Without the pictures, output the records below word for word.

--------------------

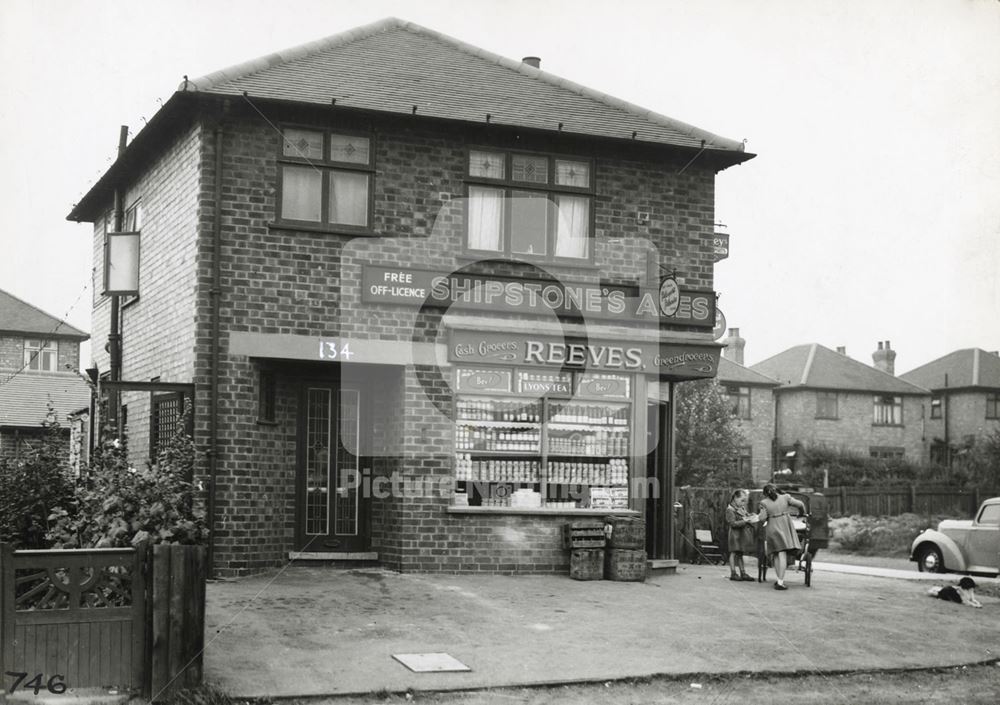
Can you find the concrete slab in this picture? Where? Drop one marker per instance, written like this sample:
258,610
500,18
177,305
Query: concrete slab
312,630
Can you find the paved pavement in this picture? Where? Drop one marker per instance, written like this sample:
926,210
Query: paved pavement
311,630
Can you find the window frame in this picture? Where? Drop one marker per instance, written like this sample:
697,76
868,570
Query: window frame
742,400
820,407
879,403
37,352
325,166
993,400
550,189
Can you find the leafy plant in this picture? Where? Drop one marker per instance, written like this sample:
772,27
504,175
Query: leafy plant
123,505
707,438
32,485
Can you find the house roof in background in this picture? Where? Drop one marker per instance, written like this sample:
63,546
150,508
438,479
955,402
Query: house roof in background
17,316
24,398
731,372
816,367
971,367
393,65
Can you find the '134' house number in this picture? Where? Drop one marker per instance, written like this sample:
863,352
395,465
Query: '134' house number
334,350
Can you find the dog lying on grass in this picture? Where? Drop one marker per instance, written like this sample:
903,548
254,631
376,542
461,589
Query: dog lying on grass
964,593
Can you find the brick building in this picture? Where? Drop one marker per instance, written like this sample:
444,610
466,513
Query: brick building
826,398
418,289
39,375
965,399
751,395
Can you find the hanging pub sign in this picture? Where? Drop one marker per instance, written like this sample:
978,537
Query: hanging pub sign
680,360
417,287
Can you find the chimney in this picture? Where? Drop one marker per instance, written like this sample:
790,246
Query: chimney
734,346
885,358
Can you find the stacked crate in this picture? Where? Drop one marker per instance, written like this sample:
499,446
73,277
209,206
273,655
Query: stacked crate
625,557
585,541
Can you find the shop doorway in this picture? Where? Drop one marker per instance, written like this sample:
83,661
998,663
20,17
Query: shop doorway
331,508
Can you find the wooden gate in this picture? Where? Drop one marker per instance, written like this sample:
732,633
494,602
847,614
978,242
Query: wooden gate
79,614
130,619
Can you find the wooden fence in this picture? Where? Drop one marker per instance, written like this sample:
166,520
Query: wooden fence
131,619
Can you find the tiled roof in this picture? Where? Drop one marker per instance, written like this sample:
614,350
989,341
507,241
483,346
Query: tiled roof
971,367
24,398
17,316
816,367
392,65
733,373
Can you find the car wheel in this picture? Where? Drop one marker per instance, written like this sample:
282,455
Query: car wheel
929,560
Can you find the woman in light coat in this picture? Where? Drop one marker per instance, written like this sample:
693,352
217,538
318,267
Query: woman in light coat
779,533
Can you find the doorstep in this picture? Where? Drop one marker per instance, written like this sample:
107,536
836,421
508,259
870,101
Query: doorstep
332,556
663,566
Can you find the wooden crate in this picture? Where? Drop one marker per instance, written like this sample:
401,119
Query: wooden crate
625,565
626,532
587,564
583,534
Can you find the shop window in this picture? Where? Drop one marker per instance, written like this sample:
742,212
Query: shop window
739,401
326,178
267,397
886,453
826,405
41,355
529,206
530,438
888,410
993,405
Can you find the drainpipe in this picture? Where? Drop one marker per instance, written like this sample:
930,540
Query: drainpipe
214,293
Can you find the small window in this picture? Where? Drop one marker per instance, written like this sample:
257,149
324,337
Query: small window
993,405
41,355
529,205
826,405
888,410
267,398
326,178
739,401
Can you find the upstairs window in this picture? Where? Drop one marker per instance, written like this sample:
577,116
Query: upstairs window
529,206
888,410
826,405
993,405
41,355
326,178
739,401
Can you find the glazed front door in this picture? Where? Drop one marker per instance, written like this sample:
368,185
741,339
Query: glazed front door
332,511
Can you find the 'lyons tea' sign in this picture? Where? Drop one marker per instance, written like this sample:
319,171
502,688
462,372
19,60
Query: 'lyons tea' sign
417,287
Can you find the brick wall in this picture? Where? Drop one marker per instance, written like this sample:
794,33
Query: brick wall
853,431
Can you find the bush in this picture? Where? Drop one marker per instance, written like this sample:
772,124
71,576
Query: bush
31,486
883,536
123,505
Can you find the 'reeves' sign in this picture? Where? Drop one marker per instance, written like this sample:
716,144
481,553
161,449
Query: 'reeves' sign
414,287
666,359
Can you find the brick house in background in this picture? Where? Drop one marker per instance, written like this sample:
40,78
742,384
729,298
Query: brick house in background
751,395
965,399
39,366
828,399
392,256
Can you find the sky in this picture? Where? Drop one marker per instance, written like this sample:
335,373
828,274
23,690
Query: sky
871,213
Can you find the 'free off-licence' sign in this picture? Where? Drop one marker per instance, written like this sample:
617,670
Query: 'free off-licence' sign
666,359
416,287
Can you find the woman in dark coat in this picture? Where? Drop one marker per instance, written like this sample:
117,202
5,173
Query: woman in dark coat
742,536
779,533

--------------------

- **Solution to the problem**:
Can you find the concrete slab in this picture? Where? Drop one marker per instance, written like this sample:
258,610
500,18
177,305
Query: concrete slab
312,630
Can you find the paved pavement in this picture? Where? Drop one marker per instance, written like this sample:
926,210
Query: paved pavement
311,630
Can you find the window frame in this picture? Where? Drop one marker per instance, written like this sample:
697,76
868,570
Query: window frame
742,400
820,407
879,403
37,352
325,166
993,400
550,189
Can you find the leafy plant in this picture? Where? Drop one marker per instance, written like this sample:
772,27
504,175
Query: leafy plant
123,505
707,438
32,485
Can you find the house roof in background in this picture? Where? Drop one marker per instance, written like this sample:
63,546
150,508
438,479
955,402
Query: house roof in background
17,316
24,398
731,372
816,367
971,367
393,65
Can you find the '134' house number in this picture? Where? Drop one marker per instance, written like this sample:
863,352
395,465
Query: '134' house number
334,350
Can you find the dog lying on grass in this picture? Where? Drop one marker per instance, written like this sample:
903,548
254,631
376,542
461,589
Query: dog lying on grass
964,593
Can you find the brick building in this picture? Where? Drop one marker per instance, written like this sample:
444,610
466,513
Query: brick building
826,398
418,289
39,375
965,399
751,395
Can you find the hanging pub sign in this picture? Where? Drop one marker per instance, written like this sample:
978,537
Query: hanging pub sign
680,360
417,287
Can you find the chimney in this picture? Where? Drop one marker per instance, written like this sample:
790,246
Query: chimney
734,346
885,358
Can you find the stacked crate in this picture? Where? Drop one marker per instance, written like this sample:
499,446
73,277
209,206
273,655
Query: stacked crate
625,557
585,541
Can you find the shop doorway in this picture? Where? Drop one marker per instance, written like this sample:
83,661
998,663
20,17
Query: shop doorway
331,508
Can you find the wooden gate in this picture? Where? Drop one marker per instance, written like this sample:
732,633
494,602
847,614
978,242
Query: wooden gate
79,614
130,619
Can you find the wooden fence in this picture? Where? Drop one marker per instance, written like this sample:
166,520
Query: wooden fence
131,619
Can you find the tiled roof in this picture? Where? Drop one marker per instance, written like this sample:
614,350
989,341
507,241
483,346
Query: tiled roof
971,367
24,398
17,316
816,367
392,65
733,373
Can you find the car wheel in this picture? Where? Drop one marker per instance, written like this sample:
282,455
Query: car wheel
929,560
Can you find the woman in light coat in this picture? Where? Drop one marker per instance, written like this sample:
693,352
217,538
318,267
Query: woman in light coat
779,533
Can you find the doorstep in this picture? Where? Drop one marker per instance, written like this sample:
107,536
836,421
508,259
870,101
Query: doorstep
332,556
663,566
Can you find the wooden crate in this picture? Where? Drop one marker per instance, written like this sample:
401,119
Query: wooden crate
625,565
626,532
587,564
583,534
Can you find the shop window in this picture? Where? Drop one marker per instance, written like this sample:
742,212
Query: shop window
739,401
326,178
267,397
886,453
826,405
41,355
529,206
530,438
888,410
993,405
Can you find the drainpipe in this picture? Where? Drop one marker per instance, written like this sample:
930,540
Query: drainpipe
214,293
Can you find the small window in this picture? Where? Drop one marker per instance, written like this sample:
257,149
324,337
Query: small window
993,405
41,355
529,205
826,405
888,410
267,398
326,178
739,401
Can you find the upstairs window in this picture? Where? Drop one marker per instance, written like this sample:
577,116
Query: upstairs window
529,206
888,410
826,405
993,405
41,355
326,178
739,401
Can you find the glazed front door in this picture? Where? Drop one marker per instance, written like this sample:
368,185
741,339
Query: glazed front door
332,511
Can you find the 'lyons tea' sign in this picture? Where? Drop one marker per instance, written like this sample:
319,171
502,688
462,372
19,60
Query: 'lyons tea' sign
417,287
Can you find the brick wall in this picture? Where? Drop one marker per instance, written like this sample:
794,33
Query: brick wall
853,431
Can you find the bush in this picture? Where? Drop one marker per instance, written like this sample:
772,124
71,576
Query: bush
31,486
883,536
123,505
Can you find the 'reeves' sign in this picture? Where? Drop one marker per instance, written like this sample:
716,144
481,553
161,449
Query: 'reeves' sign
414,287
666,359
Can you find the brick house in background in this picture? Where? Drop one marker per instance, written like this sample:
40,78
742,384
729,298
Query: brick house in background
751,395
965,399
39,366
828,399
392,256
Can you find the sky in this picture? Where? Drop one marker per instance, written like this sample:
335,373
828,274
23,690
Query: sky
871,213
Can you find the 'free off-licence' sign in this picture? Where? Drop one marker per instance, written like this sample:
617,670
Query: 'free off-licence' sign
666,359
416,287
Can you find the woman in dark coat in this picture? Where? Drop one marker per instance, written like this sample:
117,202
5,173
Query: woman in dark coat
742,536
779,533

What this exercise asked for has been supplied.